> Supplied information:
········

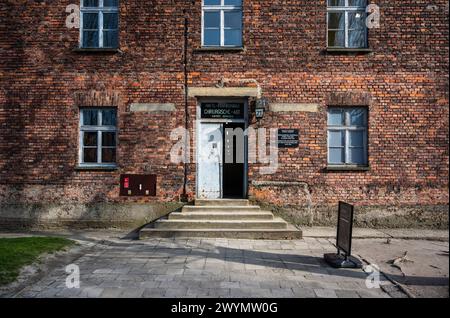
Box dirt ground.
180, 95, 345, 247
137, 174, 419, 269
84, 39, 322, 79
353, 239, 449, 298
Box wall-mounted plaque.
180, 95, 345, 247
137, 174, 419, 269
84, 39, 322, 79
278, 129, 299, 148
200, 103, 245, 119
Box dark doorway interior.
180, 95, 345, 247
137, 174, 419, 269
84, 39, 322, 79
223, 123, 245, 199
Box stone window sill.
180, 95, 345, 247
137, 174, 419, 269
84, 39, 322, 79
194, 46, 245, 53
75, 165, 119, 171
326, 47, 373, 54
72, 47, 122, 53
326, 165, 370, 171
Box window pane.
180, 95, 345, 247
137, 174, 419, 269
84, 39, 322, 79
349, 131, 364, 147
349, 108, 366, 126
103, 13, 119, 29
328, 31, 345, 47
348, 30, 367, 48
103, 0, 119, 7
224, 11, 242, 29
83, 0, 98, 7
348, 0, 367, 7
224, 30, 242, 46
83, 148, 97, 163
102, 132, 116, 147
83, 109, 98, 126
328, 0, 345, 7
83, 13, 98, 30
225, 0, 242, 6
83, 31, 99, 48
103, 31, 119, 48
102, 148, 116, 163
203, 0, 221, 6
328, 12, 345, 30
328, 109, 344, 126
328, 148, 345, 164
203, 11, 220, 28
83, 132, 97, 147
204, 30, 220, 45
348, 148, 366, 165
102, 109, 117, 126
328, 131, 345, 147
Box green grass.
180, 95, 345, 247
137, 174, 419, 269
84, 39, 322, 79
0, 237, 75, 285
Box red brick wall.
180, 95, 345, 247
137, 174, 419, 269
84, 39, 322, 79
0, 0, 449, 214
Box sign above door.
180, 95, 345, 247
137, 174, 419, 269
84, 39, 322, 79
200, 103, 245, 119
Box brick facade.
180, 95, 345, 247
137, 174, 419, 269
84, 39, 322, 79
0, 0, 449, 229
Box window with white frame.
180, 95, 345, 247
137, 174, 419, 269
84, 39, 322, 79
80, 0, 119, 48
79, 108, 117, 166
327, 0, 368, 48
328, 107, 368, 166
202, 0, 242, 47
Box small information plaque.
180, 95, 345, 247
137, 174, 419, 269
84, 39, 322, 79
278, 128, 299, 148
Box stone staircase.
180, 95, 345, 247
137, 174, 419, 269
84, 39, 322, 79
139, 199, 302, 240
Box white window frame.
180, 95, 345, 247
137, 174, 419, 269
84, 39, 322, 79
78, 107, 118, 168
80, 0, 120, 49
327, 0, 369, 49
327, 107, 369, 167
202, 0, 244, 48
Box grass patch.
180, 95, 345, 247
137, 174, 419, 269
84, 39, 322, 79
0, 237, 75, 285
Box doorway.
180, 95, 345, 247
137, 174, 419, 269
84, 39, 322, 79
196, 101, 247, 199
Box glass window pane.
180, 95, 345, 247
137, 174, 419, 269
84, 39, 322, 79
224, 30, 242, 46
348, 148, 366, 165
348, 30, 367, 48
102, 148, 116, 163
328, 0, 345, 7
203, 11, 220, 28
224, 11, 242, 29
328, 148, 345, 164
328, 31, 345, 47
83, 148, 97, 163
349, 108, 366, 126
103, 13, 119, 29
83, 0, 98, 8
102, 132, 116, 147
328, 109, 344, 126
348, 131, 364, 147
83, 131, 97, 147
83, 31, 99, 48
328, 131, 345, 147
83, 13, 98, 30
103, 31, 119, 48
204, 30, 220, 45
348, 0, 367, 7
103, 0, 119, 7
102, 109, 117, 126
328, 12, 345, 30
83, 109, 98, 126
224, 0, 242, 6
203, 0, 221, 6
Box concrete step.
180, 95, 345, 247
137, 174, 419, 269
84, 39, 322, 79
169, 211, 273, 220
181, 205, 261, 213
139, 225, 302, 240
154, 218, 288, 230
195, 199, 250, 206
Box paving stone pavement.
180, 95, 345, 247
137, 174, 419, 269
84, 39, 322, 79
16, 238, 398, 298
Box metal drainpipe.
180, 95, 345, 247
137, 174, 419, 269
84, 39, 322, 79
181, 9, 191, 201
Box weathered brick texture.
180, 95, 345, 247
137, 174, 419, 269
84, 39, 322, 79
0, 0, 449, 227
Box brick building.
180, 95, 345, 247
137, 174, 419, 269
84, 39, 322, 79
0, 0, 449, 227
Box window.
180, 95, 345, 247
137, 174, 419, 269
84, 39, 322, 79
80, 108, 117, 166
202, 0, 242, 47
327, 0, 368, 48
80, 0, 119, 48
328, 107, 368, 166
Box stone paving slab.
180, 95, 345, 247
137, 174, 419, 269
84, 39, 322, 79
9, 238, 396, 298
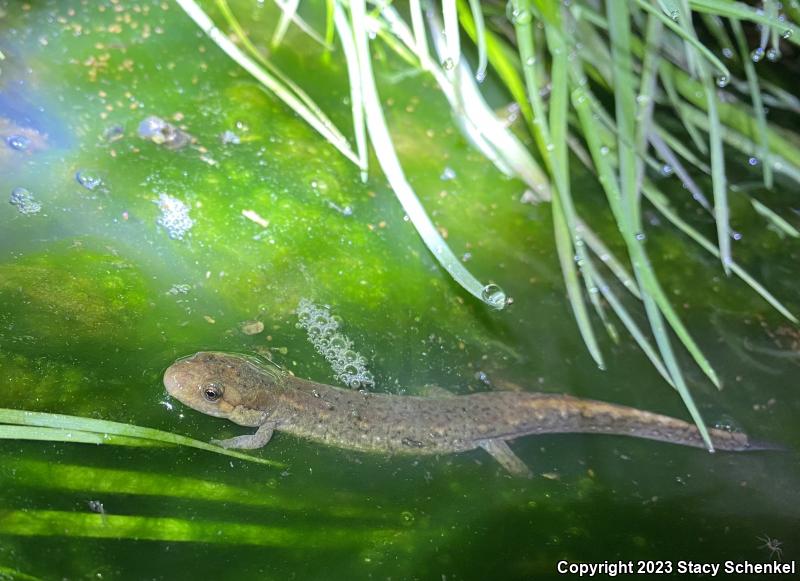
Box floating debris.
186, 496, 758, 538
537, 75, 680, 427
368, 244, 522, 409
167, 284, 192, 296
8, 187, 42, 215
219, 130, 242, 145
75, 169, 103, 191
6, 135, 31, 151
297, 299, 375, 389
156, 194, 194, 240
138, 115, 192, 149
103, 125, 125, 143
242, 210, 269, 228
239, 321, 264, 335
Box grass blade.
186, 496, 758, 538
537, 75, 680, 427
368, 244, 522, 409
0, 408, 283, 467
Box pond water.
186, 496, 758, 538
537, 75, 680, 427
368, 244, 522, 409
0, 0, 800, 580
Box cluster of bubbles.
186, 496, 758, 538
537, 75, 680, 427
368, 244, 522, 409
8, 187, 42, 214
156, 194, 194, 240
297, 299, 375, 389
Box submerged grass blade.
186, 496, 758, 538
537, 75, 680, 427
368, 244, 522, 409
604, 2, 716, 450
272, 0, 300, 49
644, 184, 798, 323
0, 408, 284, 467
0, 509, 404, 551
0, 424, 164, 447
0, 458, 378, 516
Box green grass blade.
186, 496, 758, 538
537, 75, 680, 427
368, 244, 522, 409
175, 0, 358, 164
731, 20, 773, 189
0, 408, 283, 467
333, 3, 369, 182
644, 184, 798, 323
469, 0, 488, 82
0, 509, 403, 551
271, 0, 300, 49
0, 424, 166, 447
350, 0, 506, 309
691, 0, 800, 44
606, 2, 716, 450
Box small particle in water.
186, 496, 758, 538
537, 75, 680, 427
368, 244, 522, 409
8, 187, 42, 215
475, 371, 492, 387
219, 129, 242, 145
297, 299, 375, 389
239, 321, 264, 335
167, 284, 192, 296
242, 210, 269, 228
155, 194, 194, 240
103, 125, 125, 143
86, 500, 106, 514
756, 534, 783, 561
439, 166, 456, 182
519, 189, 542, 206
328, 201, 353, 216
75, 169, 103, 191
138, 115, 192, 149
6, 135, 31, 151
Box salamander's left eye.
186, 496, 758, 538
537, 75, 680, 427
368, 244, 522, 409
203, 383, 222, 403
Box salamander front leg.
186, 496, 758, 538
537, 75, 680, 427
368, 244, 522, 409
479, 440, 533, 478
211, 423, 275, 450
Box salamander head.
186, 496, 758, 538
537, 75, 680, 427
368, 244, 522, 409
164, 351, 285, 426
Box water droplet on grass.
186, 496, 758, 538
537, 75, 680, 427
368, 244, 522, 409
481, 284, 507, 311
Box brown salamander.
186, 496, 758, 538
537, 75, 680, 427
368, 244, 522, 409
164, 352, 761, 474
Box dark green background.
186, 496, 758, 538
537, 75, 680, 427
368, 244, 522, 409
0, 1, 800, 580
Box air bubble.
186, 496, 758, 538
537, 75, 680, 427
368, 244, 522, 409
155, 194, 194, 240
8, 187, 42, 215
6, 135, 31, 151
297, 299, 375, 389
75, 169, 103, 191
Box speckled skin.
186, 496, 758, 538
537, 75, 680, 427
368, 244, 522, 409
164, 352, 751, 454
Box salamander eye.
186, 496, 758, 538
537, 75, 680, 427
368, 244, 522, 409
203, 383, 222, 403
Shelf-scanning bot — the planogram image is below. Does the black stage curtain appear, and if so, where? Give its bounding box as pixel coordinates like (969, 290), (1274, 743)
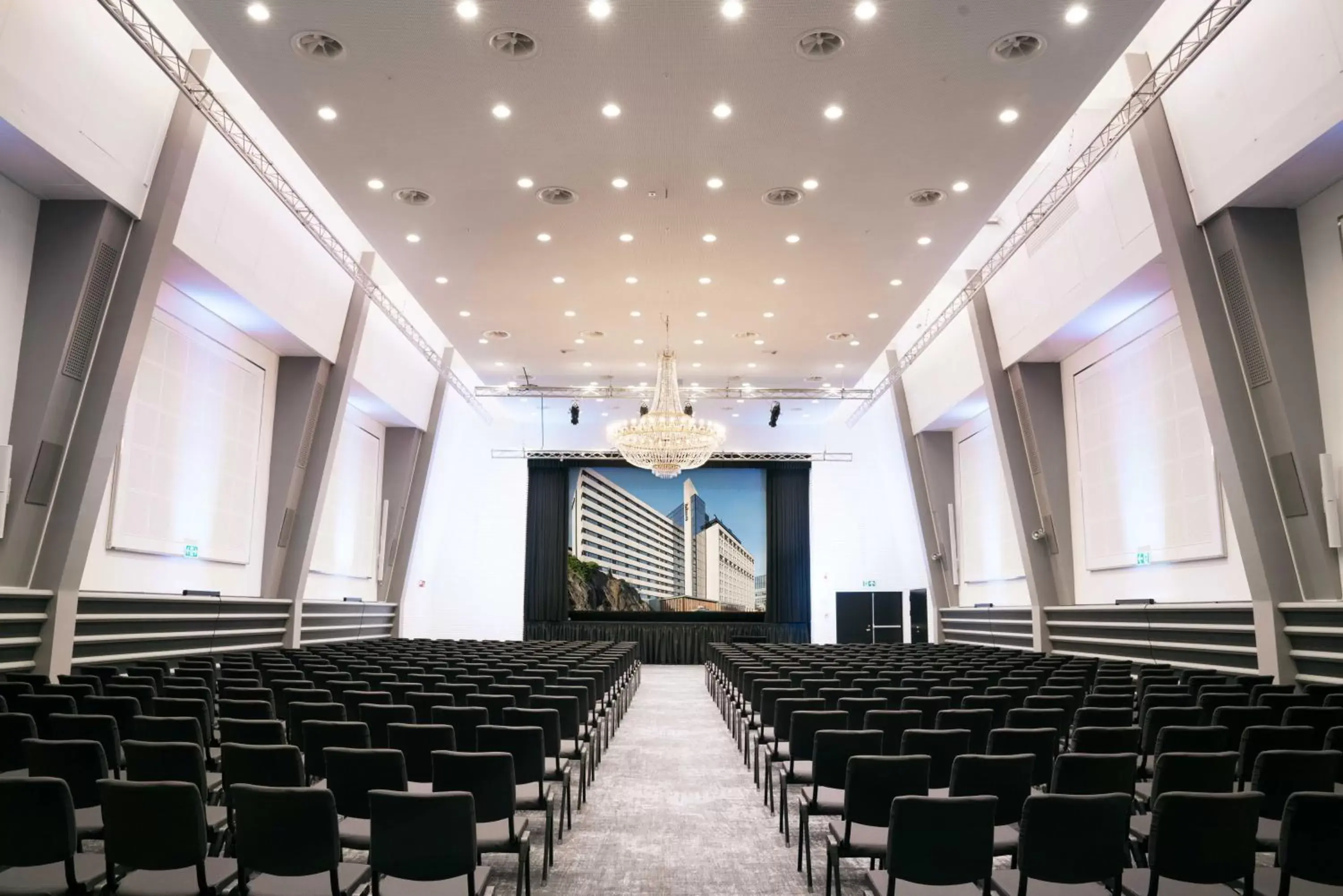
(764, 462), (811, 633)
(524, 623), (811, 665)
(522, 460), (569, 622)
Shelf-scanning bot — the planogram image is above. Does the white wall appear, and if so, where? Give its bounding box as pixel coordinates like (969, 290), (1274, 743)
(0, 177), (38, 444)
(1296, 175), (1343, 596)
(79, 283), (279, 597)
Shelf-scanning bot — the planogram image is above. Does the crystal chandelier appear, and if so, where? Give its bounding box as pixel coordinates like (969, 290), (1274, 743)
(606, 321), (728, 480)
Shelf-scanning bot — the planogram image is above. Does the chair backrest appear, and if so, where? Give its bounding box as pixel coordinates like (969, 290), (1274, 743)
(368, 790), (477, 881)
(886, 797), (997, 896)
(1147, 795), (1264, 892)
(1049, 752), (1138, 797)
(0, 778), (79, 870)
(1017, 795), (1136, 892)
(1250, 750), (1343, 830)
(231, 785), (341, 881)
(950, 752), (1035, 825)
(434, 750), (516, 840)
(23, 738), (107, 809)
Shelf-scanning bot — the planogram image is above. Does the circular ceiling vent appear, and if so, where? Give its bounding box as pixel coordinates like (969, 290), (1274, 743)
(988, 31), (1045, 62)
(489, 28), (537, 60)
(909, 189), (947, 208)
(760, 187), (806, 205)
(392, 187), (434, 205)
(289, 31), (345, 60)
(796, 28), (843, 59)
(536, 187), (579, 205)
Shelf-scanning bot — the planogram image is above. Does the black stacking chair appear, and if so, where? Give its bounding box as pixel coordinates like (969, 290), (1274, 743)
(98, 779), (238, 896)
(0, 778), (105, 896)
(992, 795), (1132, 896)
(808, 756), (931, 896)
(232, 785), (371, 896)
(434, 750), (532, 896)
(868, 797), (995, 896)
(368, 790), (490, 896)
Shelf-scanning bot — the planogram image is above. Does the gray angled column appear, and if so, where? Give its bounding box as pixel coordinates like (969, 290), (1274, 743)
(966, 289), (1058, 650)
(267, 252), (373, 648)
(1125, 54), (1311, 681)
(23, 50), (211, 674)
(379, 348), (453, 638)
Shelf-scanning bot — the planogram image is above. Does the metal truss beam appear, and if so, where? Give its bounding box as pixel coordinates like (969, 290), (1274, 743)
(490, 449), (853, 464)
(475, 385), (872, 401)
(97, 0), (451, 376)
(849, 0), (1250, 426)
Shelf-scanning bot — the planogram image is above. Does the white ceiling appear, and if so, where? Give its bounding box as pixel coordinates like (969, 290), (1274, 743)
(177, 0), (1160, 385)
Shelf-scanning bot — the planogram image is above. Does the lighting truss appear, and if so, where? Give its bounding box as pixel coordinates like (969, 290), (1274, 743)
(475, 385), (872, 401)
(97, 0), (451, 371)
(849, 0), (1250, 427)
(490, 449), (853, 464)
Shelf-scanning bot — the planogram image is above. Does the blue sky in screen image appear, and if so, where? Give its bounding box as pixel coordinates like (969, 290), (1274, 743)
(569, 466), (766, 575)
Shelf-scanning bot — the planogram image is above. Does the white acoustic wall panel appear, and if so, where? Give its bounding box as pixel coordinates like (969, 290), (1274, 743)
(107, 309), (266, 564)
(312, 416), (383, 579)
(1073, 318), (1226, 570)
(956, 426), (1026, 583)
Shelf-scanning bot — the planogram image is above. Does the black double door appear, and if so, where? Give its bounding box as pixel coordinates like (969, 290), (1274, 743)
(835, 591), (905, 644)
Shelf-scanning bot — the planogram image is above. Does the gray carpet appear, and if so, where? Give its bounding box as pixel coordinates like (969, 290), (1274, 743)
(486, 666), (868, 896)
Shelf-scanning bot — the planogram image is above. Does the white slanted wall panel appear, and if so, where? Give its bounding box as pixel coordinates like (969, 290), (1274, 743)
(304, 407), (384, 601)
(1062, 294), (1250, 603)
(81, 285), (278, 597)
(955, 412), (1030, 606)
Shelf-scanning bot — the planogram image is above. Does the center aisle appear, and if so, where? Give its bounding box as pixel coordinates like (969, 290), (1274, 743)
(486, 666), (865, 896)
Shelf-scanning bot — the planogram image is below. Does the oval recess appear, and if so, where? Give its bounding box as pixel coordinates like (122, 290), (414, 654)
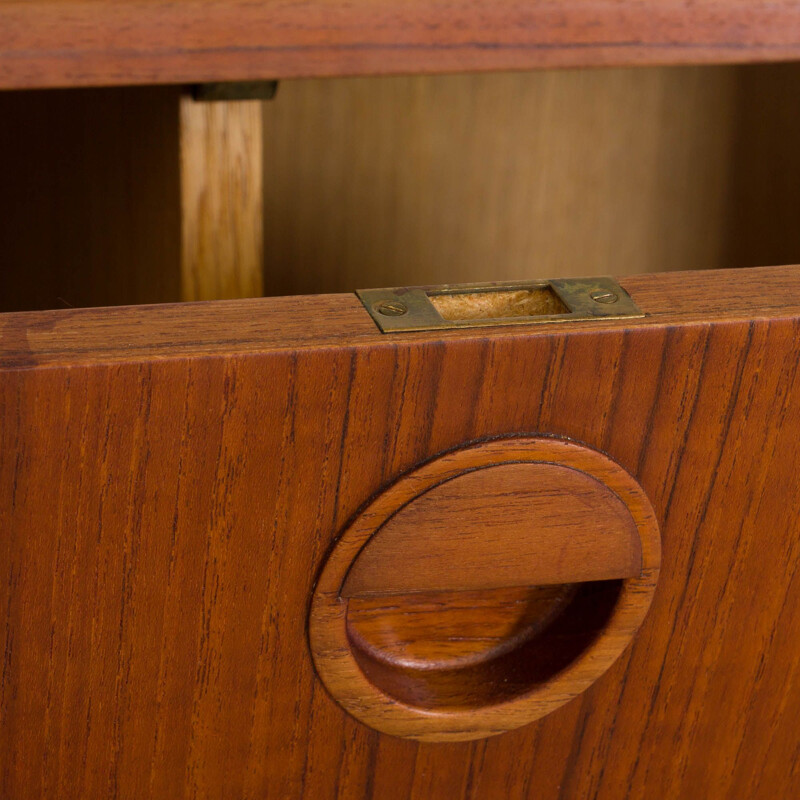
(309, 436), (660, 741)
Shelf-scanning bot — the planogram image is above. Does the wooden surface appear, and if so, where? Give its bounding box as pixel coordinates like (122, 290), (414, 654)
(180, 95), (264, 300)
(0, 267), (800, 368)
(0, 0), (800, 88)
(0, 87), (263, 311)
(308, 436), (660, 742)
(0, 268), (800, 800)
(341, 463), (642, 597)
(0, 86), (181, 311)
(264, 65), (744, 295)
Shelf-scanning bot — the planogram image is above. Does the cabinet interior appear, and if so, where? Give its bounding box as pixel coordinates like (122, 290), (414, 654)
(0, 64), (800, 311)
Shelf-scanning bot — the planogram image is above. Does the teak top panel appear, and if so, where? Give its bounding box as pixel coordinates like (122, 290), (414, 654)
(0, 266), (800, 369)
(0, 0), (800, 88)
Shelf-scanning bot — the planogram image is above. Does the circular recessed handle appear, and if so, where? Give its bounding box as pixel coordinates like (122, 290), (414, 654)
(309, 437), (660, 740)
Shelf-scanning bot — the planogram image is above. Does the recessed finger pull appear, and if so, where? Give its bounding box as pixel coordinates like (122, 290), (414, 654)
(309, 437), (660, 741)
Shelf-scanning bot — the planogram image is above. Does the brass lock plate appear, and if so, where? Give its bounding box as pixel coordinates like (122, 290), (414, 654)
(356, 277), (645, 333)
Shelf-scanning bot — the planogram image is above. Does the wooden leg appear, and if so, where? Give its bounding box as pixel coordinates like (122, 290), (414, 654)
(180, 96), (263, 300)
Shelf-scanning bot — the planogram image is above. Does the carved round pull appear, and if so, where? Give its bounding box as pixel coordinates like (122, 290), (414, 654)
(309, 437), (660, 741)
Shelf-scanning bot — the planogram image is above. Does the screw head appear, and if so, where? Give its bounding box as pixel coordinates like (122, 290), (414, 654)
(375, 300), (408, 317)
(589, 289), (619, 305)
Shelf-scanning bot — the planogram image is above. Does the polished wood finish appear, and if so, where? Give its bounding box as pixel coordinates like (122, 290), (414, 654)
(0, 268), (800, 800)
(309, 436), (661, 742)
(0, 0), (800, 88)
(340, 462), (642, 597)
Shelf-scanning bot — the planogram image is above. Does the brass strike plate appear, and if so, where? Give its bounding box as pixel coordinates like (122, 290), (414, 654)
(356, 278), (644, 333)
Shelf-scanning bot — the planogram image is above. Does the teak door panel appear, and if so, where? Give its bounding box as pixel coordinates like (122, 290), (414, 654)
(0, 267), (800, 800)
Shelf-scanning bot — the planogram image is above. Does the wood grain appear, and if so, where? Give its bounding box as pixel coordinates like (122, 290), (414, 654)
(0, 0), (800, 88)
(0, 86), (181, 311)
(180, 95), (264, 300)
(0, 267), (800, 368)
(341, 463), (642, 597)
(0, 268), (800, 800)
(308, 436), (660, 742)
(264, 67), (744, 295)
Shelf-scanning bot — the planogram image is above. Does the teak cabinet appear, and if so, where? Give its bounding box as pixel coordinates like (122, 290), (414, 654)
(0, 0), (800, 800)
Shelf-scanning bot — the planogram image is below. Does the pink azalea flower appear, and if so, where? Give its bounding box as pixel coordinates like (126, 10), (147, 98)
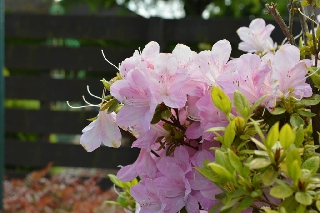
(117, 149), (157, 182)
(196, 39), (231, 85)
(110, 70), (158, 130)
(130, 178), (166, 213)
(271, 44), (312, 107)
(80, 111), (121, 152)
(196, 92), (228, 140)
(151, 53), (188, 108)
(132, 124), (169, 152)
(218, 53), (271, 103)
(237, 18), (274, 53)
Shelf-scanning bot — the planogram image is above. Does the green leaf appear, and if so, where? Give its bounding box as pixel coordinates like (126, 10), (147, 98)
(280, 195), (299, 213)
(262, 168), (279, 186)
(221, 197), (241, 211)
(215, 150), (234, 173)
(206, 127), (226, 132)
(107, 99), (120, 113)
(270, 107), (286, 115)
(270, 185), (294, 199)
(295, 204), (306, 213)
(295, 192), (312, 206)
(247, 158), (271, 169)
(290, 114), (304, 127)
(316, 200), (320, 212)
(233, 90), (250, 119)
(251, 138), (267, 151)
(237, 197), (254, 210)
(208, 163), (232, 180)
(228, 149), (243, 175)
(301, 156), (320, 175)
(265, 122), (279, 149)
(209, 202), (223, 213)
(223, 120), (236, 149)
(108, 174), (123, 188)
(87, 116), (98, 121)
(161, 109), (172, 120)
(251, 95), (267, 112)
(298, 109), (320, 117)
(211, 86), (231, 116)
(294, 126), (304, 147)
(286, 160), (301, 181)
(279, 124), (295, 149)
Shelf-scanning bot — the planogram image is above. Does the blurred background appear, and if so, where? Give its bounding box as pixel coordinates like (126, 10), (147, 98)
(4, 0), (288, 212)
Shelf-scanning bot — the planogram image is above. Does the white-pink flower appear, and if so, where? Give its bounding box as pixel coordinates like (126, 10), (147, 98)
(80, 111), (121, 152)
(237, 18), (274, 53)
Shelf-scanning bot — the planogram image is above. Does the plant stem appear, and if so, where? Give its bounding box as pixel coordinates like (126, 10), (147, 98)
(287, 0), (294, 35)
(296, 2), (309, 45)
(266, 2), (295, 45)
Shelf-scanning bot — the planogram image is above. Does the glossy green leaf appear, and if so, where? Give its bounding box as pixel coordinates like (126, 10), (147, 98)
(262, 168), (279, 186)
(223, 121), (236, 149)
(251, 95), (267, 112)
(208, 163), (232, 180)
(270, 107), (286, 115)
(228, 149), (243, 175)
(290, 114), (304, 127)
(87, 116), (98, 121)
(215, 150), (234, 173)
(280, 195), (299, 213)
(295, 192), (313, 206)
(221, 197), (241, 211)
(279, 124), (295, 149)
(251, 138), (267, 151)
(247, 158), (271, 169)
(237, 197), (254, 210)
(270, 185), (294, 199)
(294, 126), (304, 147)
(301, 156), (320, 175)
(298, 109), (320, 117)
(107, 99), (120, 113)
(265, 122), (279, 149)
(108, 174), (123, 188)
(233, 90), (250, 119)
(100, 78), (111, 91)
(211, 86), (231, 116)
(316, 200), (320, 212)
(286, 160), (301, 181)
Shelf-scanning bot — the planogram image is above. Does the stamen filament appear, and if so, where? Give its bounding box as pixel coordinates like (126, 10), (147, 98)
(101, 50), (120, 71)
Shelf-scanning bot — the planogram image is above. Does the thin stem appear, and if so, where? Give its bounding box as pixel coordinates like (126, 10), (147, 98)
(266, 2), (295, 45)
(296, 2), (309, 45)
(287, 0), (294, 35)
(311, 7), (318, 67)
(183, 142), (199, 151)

········

> Work required: Render the entries between the lines holding "the white acoustic" and "(486, 666), (868, 896)", inclusive, as a two-column CSV with the headers text and answer. Give one row per entry, with each field quoted and any line breaks replaced by spaces.

> Task output:
text,answer
"Shelf-scanning bot — the planogram image is above. Does the white acoustic wall panel appear, and if so, where? Give its bounding box as pixel coordinates like (969, 290), (1274, 743)","(107, 309), (266, 564) (312, 416), (383, 579) (1073, 318), (1226, 570) (956, 426), (1026, 583)"
"Shelf-scanning bot — the planogram image is above. Does the black double door appear, and if so, where? Give its bounding box as pixel coordinates like (969, 290), (1274, 743)","(835, 591), (905, 644)"
"Shelf-scanning bot — the planogram image is above. Does the gray carpet appear, and if so, where? Give its bounding box as pixel coordinates like (969, 290), (1274, 743)","(486, 666), (868, 896)"